Is the recipe for being a good professional in comic books?
Each case has its own peculiarities, but that’s the way it goes, isn’t it? Now let’s look at how Joe Quesada, Marvel’s editor-in-chief, described a normal day in the life of that superhero for a New York Times article: ” Peter Parker would have to get Aunt May her heart medicine, but he would also have to rush to make time to make up with his girlfriend later that night, even though on the way out of the drugstore he would run into a supervillain who is tearing up the city and endangering innocent lives”.
In other words, ” the guys in tights are just like any of us“, as those who know them best say. The only difference is that in real life there is no room anymore for a secret identity – as DC’s protagonists (Batman, Superman) are used to – but rather both identities coexist, as is more common in the Marvel universe.
The real task is to prolong this dynamic over time. By keeping up the good work at home and becoming a better professional every day. Without either facet being conditioned by the other. An extra point that fictional superheroes don’t seem to have to face “given how easy it is for them to escape from their work responsibilities when their super-heroic duty demands it“.
This is what Mariajo Arias points out in her book ‘Salvando el Mundo en Pijama’ (Saving the World in Pyjamas), stressing that many of them suffer from “job insecurity such as Matt Murdock, aka Daredevil, whose law firm barely survives as his partners spend more time recovering from injuries than working“. “But the most glaring case is Spider-Man“, who barely makes ends meet by delivering pizzas and selling photos to his newspaper editor.
Nothing to do with Oliver Queen, aka Green Arrow, or Bruce Wayne, better known as Batman, who everyone knows are multi-millionaire superheroes. Except for them, the rest don’t have it easy.
Mutations in organisational culture
All this in terms of a normal working day. Let’s introduce the variable of overtime into the cocktail shaker. That required by the family environment is non-negotiable. And the professional-related? Well, it appears to be as well. The National Statistics Institute’s Quality of Life Indicators survey reveals that long working hours are more common than previously thought, so that although the working week cannot exceed 40 hours, 8.3% of Spaniards work 49 or more hours a week. This is a burden that puts the work-life balance out of balance.

Your goal: In the text on superheroes and work-life balance, translate this sentence into Spanish: "The real task is to prolong this dynamic over time." You won't need the records that come next.

Information given:
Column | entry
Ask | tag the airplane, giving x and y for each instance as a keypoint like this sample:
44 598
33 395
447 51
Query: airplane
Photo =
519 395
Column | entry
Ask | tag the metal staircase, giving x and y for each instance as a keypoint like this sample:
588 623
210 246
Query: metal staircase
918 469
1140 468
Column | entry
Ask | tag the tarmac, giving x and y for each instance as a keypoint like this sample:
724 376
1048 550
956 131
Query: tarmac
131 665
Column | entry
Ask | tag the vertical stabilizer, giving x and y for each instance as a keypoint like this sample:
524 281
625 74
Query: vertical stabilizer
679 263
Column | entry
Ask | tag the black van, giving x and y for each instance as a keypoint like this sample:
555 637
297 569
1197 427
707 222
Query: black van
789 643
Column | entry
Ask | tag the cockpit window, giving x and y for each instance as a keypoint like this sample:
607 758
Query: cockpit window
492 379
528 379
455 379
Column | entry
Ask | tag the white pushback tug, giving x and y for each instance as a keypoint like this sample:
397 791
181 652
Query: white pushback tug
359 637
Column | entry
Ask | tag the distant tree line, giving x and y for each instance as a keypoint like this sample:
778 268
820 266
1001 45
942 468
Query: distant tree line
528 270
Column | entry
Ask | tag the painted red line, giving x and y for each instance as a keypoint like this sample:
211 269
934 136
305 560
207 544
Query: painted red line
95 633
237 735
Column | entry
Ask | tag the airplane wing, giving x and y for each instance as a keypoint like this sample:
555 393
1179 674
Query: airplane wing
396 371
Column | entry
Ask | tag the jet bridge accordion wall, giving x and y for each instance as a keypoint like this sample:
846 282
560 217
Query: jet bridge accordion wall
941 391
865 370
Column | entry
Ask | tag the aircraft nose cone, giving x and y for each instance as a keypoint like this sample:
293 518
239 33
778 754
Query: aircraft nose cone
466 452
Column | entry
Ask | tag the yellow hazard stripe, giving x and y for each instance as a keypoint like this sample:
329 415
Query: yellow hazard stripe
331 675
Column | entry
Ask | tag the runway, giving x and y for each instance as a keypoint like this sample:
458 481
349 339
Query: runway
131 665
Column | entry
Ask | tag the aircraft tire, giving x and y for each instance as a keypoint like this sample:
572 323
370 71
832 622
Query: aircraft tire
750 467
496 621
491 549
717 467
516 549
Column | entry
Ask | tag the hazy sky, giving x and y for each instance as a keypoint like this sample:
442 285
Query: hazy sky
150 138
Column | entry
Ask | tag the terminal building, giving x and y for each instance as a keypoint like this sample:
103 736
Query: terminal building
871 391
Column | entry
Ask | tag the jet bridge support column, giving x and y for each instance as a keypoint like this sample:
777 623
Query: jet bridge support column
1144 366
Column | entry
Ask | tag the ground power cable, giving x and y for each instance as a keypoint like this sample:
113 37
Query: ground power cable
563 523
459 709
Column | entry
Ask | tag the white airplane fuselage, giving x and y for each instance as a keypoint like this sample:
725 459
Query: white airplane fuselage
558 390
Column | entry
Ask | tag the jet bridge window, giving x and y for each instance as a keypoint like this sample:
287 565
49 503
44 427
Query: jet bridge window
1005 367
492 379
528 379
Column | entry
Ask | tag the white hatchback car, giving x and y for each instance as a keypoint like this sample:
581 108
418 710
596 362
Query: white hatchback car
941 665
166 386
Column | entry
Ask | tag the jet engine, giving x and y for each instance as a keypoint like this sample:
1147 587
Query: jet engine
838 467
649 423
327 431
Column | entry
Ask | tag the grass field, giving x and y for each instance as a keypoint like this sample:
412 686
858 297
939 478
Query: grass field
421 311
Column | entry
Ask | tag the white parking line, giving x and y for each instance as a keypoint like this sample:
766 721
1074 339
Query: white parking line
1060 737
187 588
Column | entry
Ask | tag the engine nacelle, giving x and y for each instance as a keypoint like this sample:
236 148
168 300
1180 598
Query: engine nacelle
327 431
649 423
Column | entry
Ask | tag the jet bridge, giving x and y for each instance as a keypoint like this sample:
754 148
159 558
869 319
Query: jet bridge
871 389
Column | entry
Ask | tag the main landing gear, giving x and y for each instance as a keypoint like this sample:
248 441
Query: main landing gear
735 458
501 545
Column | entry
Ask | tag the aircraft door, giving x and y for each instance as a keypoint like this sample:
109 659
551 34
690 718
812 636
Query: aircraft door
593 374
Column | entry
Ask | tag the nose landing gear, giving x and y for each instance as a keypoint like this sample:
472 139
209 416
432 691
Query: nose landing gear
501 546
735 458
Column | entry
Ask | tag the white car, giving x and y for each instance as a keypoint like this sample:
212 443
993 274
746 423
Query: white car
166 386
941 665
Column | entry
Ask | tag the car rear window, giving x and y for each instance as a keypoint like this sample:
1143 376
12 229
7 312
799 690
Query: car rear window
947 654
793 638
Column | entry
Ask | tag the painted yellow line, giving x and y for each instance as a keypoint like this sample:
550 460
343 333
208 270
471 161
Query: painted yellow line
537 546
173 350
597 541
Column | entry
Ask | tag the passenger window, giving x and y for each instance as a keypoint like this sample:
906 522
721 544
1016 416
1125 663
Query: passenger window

Your solution: La verdadera tarea es prolongar esta dinámica en el tiempo.